→ Your assignment
Copy the records word for word, starting at the first line and ending at the line that contains "box: [88, 63, 140, 70]".

→ Records shown
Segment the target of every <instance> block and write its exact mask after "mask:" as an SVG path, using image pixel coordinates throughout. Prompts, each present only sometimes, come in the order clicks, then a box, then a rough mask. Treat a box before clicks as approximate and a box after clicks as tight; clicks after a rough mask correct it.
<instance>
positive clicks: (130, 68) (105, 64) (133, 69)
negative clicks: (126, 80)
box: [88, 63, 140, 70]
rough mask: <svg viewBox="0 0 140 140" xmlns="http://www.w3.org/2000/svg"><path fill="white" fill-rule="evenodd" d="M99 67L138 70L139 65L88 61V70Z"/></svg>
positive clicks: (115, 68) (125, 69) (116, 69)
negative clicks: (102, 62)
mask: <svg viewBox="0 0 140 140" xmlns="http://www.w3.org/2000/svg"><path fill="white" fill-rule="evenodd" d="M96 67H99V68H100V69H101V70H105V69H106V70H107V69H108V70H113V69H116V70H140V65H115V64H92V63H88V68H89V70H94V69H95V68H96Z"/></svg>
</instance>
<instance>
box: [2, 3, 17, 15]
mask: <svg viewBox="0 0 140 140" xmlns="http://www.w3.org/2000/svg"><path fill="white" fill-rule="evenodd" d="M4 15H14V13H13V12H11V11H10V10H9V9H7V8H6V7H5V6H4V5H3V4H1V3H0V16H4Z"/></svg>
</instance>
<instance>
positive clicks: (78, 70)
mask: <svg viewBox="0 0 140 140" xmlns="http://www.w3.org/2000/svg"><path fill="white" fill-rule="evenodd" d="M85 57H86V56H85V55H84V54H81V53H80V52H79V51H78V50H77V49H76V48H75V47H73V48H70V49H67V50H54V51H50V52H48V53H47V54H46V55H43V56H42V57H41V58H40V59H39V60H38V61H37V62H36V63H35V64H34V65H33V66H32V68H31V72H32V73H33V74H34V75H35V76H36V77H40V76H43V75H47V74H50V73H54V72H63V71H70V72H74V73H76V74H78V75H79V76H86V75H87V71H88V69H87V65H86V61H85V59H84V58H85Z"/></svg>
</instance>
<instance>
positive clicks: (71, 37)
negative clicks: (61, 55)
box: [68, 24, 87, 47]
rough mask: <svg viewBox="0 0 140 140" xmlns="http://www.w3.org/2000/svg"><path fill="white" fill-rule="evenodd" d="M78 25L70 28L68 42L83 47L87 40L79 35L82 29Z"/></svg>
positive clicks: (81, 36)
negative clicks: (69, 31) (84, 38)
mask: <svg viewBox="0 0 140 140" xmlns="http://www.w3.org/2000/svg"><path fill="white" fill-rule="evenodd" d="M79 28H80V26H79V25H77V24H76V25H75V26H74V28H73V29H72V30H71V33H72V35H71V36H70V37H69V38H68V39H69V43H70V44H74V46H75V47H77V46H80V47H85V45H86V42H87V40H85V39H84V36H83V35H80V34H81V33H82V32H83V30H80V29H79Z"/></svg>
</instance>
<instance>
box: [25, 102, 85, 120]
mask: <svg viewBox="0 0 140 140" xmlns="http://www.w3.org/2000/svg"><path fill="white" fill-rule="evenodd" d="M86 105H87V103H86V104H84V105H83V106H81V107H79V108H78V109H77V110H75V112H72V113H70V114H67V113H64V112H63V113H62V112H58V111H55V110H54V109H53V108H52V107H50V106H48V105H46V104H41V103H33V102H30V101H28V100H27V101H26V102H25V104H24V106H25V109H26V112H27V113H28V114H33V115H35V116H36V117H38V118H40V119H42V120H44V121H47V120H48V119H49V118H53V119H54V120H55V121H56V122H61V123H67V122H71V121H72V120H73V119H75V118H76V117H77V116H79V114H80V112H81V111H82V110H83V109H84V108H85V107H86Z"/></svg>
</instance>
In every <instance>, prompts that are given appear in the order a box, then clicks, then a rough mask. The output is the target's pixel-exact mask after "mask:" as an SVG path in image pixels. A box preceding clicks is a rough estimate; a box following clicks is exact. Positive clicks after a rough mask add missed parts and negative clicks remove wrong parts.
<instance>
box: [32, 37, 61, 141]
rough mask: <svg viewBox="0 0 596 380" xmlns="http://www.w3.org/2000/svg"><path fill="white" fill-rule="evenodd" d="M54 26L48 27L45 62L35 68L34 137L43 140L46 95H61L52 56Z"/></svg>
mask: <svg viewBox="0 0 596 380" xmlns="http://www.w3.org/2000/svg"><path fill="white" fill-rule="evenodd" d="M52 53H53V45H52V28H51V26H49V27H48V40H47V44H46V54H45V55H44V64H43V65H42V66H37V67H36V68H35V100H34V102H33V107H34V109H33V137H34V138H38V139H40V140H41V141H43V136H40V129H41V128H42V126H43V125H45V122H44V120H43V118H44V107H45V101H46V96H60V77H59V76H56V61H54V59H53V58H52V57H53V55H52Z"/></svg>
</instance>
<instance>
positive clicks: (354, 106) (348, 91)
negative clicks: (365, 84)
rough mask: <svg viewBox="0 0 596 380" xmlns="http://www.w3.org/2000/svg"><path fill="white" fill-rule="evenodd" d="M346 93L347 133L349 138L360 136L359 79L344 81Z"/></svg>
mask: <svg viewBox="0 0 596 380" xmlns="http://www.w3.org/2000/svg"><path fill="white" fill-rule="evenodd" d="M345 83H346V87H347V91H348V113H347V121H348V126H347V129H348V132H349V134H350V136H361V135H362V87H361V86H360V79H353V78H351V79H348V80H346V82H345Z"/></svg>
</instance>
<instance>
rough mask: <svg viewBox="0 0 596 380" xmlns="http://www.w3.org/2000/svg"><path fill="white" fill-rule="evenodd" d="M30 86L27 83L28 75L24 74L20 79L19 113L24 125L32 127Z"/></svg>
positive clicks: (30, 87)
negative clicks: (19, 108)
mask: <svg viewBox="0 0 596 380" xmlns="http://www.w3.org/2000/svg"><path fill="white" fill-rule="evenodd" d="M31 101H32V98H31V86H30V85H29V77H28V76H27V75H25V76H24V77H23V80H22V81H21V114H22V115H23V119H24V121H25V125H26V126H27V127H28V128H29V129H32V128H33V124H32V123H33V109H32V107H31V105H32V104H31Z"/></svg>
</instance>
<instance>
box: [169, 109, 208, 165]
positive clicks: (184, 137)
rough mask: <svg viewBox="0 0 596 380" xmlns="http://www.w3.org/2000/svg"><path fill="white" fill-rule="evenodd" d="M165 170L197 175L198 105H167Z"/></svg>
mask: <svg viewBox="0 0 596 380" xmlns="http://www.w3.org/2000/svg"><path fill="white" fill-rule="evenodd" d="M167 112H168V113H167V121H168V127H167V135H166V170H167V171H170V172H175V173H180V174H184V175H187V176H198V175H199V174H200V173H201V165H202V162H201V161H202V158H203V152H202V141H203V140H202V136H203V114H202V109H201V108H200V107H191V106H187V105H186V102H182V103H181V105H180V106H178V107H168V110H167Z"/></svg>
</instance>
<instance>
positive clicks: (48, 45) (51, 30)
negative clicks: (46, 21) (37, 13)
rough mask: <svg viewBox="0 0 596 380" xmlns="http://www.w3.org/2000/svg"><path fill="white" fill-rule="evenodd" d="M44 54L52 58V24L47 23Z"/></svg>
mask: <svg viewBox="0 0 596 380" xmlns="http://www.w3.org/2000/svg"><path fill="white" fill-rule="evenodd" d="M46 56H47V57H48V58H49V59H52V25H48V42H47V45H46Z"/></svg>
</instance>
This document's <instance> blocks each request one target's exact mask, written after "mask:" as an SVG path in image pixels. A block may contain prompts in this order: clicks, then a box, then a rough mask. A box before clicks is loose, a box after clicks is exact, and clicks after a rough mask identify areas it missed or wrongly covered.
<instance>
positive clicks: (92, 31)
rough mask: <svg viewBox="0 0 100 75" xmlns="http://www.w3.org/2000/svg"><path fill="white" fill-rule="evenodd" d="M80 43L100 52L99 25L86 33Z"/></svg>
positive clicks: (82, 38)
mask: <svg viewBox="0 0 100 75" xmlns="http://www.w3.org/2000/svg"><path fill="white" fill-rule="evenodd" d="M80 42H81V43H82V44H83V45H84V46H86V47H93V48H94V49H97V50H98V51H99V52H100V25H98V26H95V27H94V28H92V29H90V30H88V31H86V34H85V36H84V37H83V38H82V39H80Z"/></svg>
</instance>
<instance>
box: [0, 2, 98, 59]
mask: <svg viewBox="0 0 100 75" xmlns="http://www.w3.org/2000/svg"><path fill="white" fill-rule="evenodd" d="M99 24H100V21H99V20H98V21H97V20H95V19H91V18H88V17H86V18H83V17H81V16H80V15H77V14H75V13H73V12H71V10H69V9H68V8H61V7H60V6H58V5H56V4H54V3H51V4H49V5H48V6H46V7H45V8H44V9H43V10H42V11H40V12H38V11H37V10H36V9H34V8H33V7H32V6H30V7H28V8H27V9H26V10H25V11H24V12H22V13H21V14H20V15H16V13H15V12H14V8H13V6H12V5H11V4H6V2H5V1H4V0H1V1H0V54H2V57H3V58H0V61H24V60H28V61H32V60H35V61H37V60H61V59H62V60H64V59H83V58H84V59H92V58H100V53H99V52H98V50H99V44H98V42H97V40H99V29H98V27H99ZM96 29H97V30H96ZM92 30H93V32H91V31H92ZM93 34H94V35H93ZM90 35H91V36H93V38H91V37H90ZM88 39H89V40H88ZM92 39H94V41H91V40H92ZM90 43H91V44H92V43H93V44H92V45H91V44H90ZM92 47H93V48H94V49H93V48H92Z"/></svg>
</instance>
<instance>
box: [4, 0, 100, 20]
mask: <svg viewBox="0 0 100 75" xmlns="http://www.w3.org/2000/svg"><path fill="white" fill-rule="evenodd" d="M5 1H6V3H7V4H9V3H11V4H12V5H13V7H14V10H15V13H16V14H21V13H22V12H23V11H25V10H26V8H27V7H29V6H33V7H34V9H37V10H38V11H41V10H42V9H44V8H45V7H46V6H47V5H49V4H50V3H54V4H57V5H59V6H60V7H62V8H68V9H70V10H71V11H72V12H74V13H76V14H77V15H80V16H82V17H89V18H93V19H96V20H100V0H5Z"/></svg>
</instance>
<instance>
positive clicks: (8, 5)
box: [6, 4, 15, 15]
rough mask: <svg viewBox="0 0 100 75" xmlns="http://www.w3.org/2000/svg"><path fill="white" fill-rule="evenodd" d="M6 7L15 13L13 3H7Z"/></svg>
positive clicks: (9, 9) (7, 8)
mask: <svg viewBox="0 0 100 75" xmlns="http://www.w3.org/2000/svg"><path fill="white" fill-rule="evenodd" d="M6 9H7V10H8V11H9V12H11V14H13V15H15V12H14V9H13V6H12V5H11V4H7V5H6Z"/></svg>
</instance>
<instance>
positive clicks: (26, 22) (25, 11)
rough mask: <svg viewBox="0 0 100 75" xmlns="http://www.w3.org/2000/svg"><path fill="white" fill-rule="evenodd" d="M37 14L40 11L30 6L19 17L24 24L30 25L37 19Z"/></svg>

→ Solution for this task
Segment the target of every <instance> block and write its exact mask after "mask:" as an SVG path, using image pixel coordinates throughout. Prompts, each present only sometimes, come in the order clicks, then a box, then a rough mask. Treat a box before clicks as approximate and a box after clicks as tight; clicks after a rough mask correct it.
<instance>
positive clicks: (130, 68) (105, 64) (133, 69)
negative clicks: (126, 80)
box: [88, 63, 140, 70]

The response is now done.